PAGE TEXT
******************************

When the newly elected Pope Francis appeared at the window before the cheering crowd in St Peter’s Square, and promptly bowed down asking the people to pray for him, most of the public at large was charmed, but puzzled. Pope Benedict too had asked the people to pray for him from the outset, but without the bowed head. To some spectators, however—including the members of the Catholic Charismatic Renewal and their counterparts in the Protestant and Orthodox worlds—the gesture came as something surprisingly familiar.  In the “charismatic” galaxy, prayer is offered and asked for in this way by people of all levels—specifically, prayer for a renewed outpouring of the Holy Spirit. 

There is a photograph available on the Internet that shows Pope Francis, while still archbishop of Buenos Aires, on his knees with head bowed as a group of evangelical pastors and Catholic priests and laymen pray over him.  As Cardinal Jorge Mario Bergoglio, the Pope would celebrate Mass on a monthly basis for the Charismatic Renewal of Buenos Aires. And despite the conflicts between Catholics and Pentecostals in Latin America, word has it that Pentecostal pastors rejoiced at the election of the new Catholic pope.

Pope Francis’ frequent mentions of the Holy Spirit—whom he has described as someone who “annoys us” and “moves us, makes us walk, pushes the Church to move forward”—as well as his unprecedentedly frequent references to the devil (rather than to a generic “evil”), indicate his affinity for the Charismatic Renewal.  The election of such a back-to-basics man as Supreme Pontiff provides us with an opportunity to look at the road traveled by the Charismatic Renewal and to “hold on to what is good” (1 Thess 5:21).

******************************

JOB A
From the passage on Pope Francis, write out the part that begins at the words "When the newly" and stops after "the Holy Spirit.".
JOB B
Answer these questions using the passage on Pope Francis:
(i) How often did Cardinal Jorge Mario Bergoglio celebrate Mass for the Charismatic Renewal of Buenos Aires?
(ii) What did Pope Benedict's request for prayer lack, compared with that of Pope Francis?
(iii) Which Bible verse is cited for the words "hold on to what is good"?
The data that comes after this passage has no role in any of this.

******************************

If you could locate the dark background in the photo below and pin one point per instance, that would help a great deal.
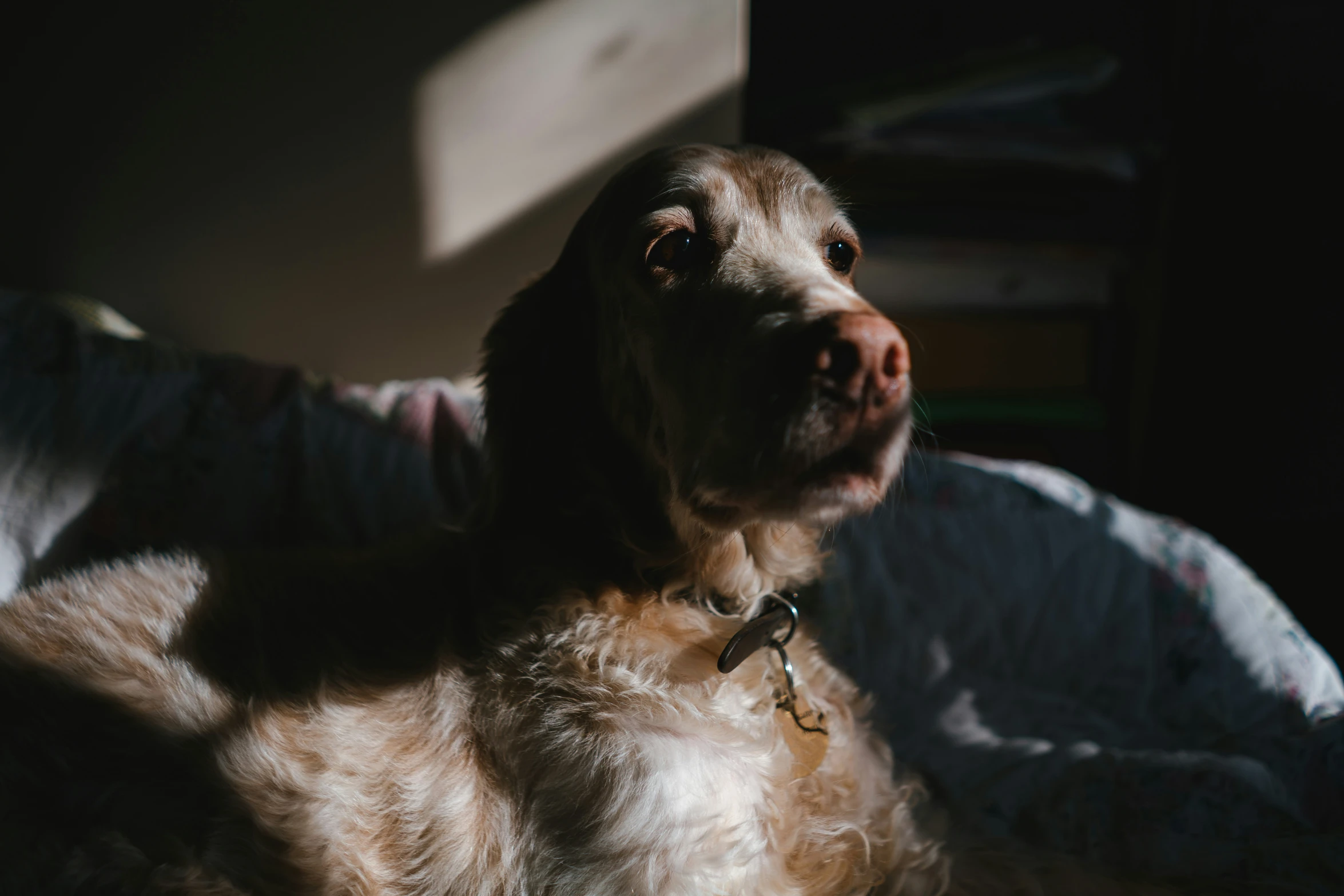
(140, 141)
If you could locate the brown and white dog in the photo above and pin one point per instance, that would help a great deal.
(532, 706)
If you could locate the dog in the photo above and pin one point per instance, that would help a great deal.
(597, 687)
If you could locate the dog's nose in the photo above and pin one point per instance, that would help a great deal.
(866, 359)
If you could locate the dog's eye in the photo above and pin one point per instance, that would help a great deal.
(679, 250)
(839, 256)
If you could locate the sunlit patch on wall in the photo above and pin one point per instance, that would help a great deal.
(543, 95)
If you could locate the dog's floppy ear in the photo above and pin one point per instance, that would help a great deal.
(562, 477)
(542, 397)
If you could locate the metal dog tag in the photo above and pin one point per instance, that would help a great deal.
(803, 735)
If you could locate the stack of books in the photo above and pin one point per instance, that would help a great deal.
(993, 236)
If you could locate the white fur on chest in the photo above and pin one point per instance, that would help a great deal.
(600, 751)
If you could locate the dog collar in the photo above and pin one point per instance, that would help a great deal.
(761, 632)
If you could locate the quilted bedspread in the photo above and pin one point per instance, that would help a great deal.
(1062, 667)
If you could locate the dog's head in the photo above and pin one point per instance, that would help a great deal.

******************************

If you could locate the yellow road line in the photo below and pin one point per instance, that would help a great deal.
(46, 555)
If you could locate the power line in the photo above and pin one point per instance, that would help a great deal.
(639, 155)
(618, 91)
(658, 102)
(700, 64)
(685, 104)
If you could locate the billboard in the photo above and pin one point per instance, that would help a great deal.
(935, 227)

******************************

CORRECT RESPONSE A
When the newly elected Pope Francis appeared at the window before the cheering crowd in St Peter’s Square, and promptly bowed down asking the people to pray for him, most of the public at large was charmed, but puzzled. Pope Benedict too had asked the people to pray for him from the outset, but without the bowed head. To some spectators, however—including the members of the Catholic Charismatic Renewal and their counterparts in the Protestant and Orthodox worlds—the gesture came as something surprisingly familiar.  In the “charismatic” galaxy, prayer is offered and asked for in this way by people of all levels—specifically, prayer for a renewed outpouring of the Holy Spirit.

CORRECT RESPONSE B
(i) On a monthly basis.
(ii) The bowed head.
(iii) 1 Thess 5:21.